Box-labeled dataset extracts
::::::::::

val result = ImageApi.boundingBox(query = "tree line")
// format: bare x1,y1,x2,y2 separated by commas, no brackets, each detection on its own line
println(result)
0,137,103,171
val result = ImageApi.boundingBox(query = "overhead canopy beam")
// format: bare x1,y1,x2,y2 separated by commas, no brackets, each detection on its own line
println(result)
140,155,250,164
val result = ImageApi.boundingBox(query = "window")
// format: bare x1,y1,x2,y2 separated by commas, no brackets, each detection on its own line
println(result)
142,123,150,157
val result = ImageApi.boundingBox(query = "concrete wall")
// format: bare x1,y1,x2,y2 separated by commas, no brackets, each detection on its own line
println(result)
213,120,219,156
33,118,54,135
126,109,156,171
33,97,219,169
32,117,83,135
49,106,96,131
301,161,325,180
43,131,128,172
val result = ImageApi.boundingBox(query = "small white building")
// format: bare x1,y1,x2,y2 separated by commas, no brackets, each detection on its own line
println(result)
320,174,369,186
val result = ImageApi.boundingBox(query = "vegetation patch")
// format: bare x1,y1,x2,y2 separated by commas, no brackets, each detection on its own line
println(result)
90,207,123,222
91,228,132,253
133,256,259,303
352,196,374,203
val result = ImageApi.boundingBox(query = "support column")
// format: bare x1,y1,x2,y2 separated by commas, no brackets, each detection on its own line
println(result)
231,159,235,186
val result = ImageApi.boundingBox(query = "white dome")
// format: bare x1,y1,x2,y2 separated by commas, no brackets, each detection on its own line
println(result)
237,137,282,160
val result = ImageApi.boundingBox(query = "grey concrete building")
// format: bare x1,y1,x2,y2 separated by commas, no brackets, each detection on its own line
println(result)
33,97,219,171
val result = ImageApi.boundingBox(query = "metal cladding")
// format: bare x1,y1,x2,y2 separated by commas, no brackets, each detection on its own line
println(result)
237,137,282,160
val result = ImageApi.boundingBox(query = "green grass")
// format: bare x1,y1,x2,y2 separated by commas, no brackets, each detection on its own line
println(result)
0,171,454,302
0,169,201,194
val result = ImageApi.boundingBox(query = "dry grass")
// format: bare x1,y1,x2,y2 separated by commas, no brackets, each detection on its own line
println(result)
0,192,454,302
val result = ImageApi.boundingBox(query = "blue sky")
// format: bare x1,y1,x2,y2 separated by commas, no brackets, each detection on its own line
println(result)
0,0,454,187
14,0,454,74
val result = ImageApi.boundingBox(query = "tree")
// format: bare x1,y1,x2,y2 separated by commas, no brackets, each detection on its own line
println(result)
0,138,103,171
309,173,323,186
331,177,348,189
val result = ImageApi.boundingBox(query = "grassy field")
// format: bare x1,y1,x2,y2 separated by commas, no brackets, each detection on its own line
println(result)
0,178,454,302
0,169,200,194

::::::::::

TASK BRIEF :: Copy the material from the top through the line containing "33,97,219,171", requests included, and subtract 111 from every box coordinate in the answers.

TASK RESULT ::
val result = ImageApi.boundingBox(query = "tree line")
// format: bare x1,y1,x2,y2 separated by commas, no brackets, each detection on its own line
println(result)
-111,26,-8,60
val result = ImageApi.boundingBox(query = "overhead canopy beam")
// format: bare x1,y1,x2,y2 separated by commas, no brackets, each detection on its own line
println(result)
29,44,139,53
val result = ImageApi.boundingBox(query = "window")
// format: bare x1,y1,x2,y2 separated by commas, no brackets, each detection on its own line
println(result)
31,12,39,46
val result = ImageApi.boundingBox(query = "concrete wall")
// format: bare x1,y1,x2,y2 separated by commas, no brackets, each detection on its own line
println(result)
102,9,108,45
-78,7,-57,24
15,-2,45,60
-78,-14,108,58
-79,6,-28,24
-62,-5,-15,20
190,50,214,69
-68,20,17,61
val result = ImageApi.boundingBox(query = "small white building")
// format: bare x1,y1,x2,y2 separated by commas, no brackets, each detection on its own line
println(result)
209,63,258,75
val result = ImageApi.boundingBox(query = "vegetation patch")
// format: bare x1,y1,x2,y2 separated by commas, no brackets, each detection on its own line
println(result)
-21,96,12,111
-20,117,21,142
22,145,148,192
241,85,263,92
val result = ImageApi.boundingBox(query = "support column")
// format: bare x1,y1,x2,y2 separated by commas, no brackets, each detection on its own line
println(result)
120,48,124,75
val result = ImageApi.boundingBox(query = "white dome")
// format: bare x1,y1,x2,y2 separated by commas, no brackets, each detection on its own line
println(result)
126,26,171,49
val result = ImageApi.boundingBox(query = "grey concrete building")
// format: bare x1,y1,x2,y2 separated by commas, no brackets, each detection on its own line
println(result)
-78,-14,108,60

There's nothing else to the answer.